Copy the full listing below line for line, leaving every character unchanged.
=-=-=
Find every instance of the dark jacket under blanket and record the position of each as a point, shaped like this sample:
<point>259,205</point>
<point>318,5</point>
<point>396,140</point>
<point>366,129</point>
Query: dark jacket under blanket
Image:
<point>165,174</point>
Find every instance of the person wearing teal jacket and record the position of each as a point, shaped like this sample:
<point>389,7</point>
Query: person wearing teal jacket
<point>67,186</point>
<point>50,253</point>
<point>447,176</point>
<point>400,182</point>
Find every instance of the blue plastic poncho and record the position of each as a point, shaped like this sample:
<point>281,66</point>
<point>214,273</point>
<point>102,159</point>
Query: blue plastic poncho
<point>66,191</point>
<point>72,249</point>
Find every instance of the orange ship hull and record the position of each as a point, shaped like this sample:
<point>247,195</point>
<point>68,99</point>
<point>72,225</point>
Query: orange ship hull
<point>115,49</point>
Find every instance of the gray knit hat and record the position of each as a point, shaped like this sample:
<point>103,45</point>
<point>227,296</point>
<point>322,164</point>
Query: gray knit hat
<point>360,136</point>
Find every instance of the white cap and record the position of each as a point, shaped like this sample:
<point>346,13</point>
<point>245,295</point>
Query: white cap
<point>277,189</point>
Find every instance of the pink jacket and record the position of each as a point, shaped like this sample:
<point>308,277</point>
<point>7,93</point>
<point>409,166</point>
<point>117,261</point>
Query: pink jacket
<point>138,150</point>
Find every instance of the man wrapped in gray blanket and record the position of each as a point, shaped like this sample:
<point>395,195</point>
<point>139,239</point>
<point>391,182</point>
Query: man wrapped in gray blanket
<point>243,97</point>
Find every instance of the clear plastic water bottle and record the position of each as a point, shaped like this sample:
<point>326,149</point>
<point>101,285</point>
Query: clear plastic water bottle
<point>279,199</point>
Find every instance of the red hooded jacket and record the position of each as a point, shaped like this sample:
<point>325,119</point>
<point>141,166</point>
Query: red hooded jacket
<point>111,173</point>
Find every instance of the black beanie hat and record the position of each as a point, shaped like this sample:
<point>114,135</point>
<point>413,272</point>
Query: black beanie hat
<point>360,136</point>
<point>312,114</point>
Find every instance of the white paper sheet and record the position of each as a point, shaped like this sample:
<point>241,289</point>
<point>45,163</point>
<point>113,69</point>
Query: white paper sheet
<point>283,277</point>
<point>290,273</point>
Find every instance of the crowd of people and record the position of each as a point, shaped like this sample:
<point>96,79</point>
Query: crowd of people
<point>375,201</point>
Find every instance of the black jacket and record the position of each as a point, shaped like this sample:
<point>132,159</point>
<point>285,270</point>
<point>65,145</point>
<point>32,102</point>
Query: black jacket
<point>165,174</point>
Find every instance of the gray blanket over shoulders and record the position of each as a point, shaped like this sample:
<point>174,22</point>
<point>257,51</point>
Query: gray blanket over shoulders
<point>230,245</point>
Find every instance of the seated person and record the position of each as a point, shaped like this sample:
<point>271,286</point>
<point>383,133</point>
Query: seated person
=-=-=
- SOLVED EXERCISE -
Find every instance of the dark jacket under blanket and record the position of each as a point, shaped like this sample:
<point>259,205</point>
<point>318,5</point>
<point>396,140</point>
<point>366,129</point>
Query: dark jacket under blanket
Image:
<point>165,174</point>
Find every instance of the person wearing teal jacket and record the position of each as a point, shaped like this sample:
<point>389,7</point>
Query: person wearing teal jacket
<point>67,186</point>
<point>50,253</point>
<point>447,176</point>
<point>400,182</point>
Find every instance of the blue plastic poncho and record the position of each as a point, shaped like this sample:
<point>281,66</point>
<point>214,273</point>
<point>102,159</point>
Query: blue plastic poncho
<point>66,191</point>
<point>72,249</point>
Find every instance of the orange ship hull and record the position of each as a point, shaped like this sample:
<point>247,195</point>
<point>68,99</point>
<point>72,225</point>
Query: orange ship hull
<point>115,49</point>
Find every instance of the gray knit hat and record the position of each as a point, shaped like this sample:
<point>103,45</point>
<point>227,296</point>
<point>322,164</point>
Query: gray knit hat
<point>360,136</point>
Find every instance of the white cap and record the position of each as a point, shaped like this sample:
<point>346,13</point>
<point>245,295</point>
Query: white cap
<point>277,189</point>
Find every instance of the pink jacket and record the position of each as a point, shaped like this sample:
<point>308,277</point>
<point>7,93</point>
<point>409,166</point>
<point>117,261</point>
Query: pink jacket
<point>138,150</point>
Find every instance of the man wrapped in gray blanket and record the position of each as a point, shaped like this sample:
<point>395,195</point>
<point>139,239</point>
<point>391,182</point>
Query: man wrapped in gray blanket
<point>243,97</point>
Find every instance of the clear plastic water bottle and record the position of each as a point, shaped like this sample:
<point>326,149</point>
<point>101,285</point>
Query: clear plastic water bottle
<point>279,199</point>
Find every instance of the red hooded jacket and record the position of each as a point, shaped like this sample:
<point>325,119</point>
<point>141,166</point>
Query: red hooded jacket
<point>111,173</point>
Find every instance of the black beanie hat and record the position of each as a point, shaped like this sample:
<point>114,135</point>
<point>413,272</point>
Query: black beanie hat
<point>360,136</point>
<point>312,114</point>
Find every instance of the white paper sheet and record the position of each as a point, shaped like this sample:
<point>241,289</point>
<point>45,163</point>
<point>113,69</point>
Query: white paper sheet
<point>283,277</point>
<point>290,273</point>
Find every instance of the crowd of people and record the position of each as a point, shaped like this sample:
<point>96,79</point>
Query: crowd of people
<point>375,201</point>
Find every instance of the black jacket and record the position of each as a point, shaped like this sample:
<point>132,159</point>
<point>285,270</point>
<point>65,145</point>
<point>32,102</point>
Query: black jacket
<point>165,174</point>
Find every instance of the gray blanket over shoulders and record the position of each as a point, shaped like this sample:
<point>174,22</point>
<point>257,51</point>
Query: gray blanket over shoulders
<point>230,245</point>
Find every instance of the seated person and record the position of each as a point, shaped like this sample:
<point>271,286</point>
<point>383,133</point>
Query: seated person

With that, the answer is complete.